**Stored data entries**
--
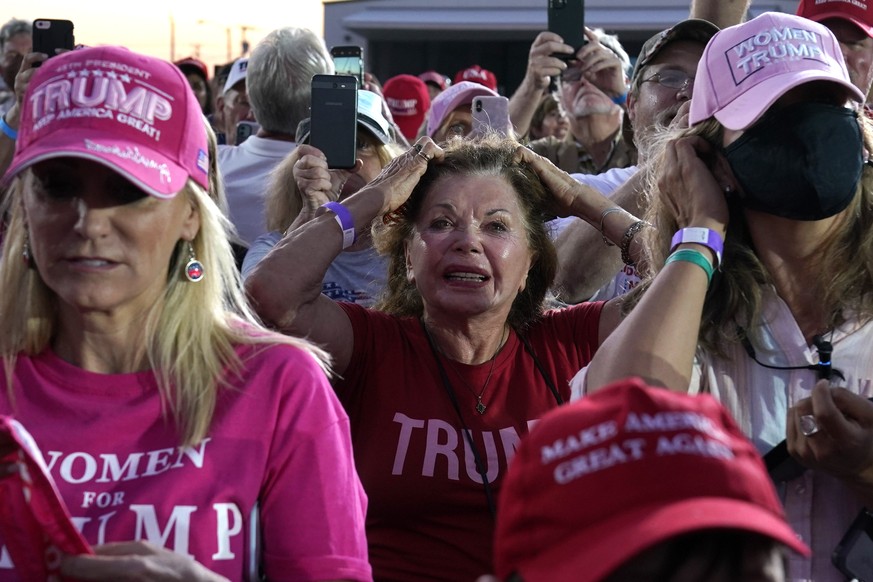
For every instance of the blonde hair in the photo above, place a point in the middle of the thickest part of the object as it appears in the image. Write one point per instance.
(190, 335)
(285, 200)
(844, 261)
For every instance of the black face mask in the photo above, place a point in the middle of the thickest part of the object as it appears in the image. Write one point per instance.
(802, 161)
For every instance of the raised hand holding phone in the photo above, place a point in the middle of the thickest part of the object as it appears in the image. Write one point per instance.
(52, 36)
(334, 120)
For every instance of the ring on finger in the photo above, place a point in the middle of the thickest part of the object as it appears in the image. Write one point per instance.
(808, 425)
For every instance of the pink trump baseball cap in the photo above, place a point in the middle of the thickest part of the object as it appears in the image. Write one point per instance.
(132, 113)
(746, 68)
(600, 480)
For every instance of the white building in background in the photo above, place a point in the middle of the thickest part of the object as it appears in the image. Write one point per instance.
(411, 36)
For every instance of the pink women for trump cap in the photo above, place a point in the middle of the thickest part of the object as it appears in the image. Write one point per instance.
(746, 68)
(600, 480)
(132, 113)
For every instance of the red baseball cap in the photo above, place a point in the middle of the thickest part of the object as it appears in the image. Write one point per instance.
(858, 13)
(132, 113)
(436, 78)
(409, 101)
(598, 481)
(477, 74)
(193, 64)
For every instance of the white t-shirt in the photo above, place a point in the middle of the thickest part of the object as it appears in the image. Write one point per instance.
(246, 171)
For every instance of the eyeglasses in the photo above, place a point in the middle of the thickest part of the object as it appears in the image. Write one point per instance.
(671, 79)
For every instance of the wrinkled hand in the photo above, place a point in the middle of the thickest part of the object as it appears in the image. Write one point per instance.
(541, 65)
(601, 66)
(396, 181)
(567, 194)
(317, 184)
(136, 561)
(8, 448)
(690, 183)
(843, 445)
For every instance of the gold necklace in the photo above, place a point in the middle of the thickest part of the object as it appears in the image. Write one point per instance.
(480, 406)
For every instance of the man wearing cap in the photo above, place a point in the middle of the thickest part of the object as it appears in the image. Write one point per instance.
(852, 24)
(661, 83)
(436, 82)
(234, 102)
(591, 90)
(278, 79)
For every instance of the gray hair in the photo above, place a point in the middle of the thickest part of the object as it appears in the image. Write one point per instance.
(279, 75)
(13, 27)
(611, 42)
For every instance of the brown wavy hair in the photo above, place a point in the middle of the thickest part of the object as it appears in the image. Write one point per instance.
(491, 155)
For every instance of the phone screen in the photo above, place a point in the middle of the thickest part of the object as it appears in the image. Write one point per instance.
(333, 120)
(348, 60)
--
**PROBLEM TO SOLVE**
Return the entries exactly as given. Do not include pictures.

**FINISHED TASK**
For every instance of the blonde hair in the photo above, place a point in the middle of the thickest part of the object as it appears in the image. Write one point per instance.
(190, 335)
(285, 200)
(844, 261)
For every instance of the black face mask in the photo above, place a point in the middle of the thickest part of the object as it appears in the image. Write one point per instance.
(802, 161)
For every instance of the raised hand holding phone in the photo above, place a point in the middle of the thickest part of the object as it appears in the image. Write one point per instance.
(52, 36)
(334, 120)
For every instance of the ring on finger in the photo above, place a point in the middle of the thickest part of the object as it appears in the image. Write one point per instance.
(808, 425)
For every instance of the pink trump baseball cap in the photo above, place a point in the middle of the thickest part of the object as it appears in the image. Write one point per instance.
(132, 113)
(746, 68)
(600, 480)
For every instance of the white building in background in the photo above, place a point in the middle of the thickest part of the object as it appears in the image. Write one point per instance.
(411, 36)
For every instance of the pink women for trump cap in the photo above, place a point in the middle of the thickest part of the object as it appears in the image. Write one point per instance.
(746, 68)
(600, 480)
(132, 113)
For every instance of the red baseball cap in the photo above, place a point in the middle of the thickest part of the object as it appears in the image. Write one point per instance.
(858, 13)
(132, 113)
(436, 78)
(409, 101)
(598, 481)
(477, 74)
(193, 64)
For every instance of the white t-shirt in the photo above, place a point in the middle of the thickest part of the object as it appears in the image. Write one point per instance.
(246, 171)
For every instance of the eyeglasses in the photo above, place a point in the middle of the thickest part of the object as it appears in the image. Write one point per instance.
(671, 79)
For every instance of the wrinkled hand in the photo above, place a point in the middle of the thickest part of the object as it appears in the image. Write one point per instance.
(541, 65)
(601, 66)
(396, 181)
(567, 194)
(317, 184)
(136, 561)
(8, 448)
(690, 183)
(843, 445)
For every instance of the gold necklace in the photo above, place a point in the middle of the thickest part of the object as it appears in the image. Write one point per instance.
(480, 406)
For every instance of the man wearing cap in the photo above, place a point in the middle of the thickest part of the object as it appears in the image. Write one point per instance.
(852, 24)
(661, 83)
(436, 82)
(234, 102)
(591, 90)
(278, 79)
For every instance of the gray hair in the photo above, place a point in the middle of the thickest part of the object as it appears in the image. Write one point per instance.
(279, 75)
(13, 27)
(611, 42)
For every instance of the brown wavy hair in the photo above, place a point in the middle of the thickest part of the object as it appears in the image. Write one point per instance.
(491, 155)
For every instance of the phone screen in the photo above, place a point in the middle of the thickest part of the object as it appears in the image. Write one point per instance.
(333, 120)
(348, 60)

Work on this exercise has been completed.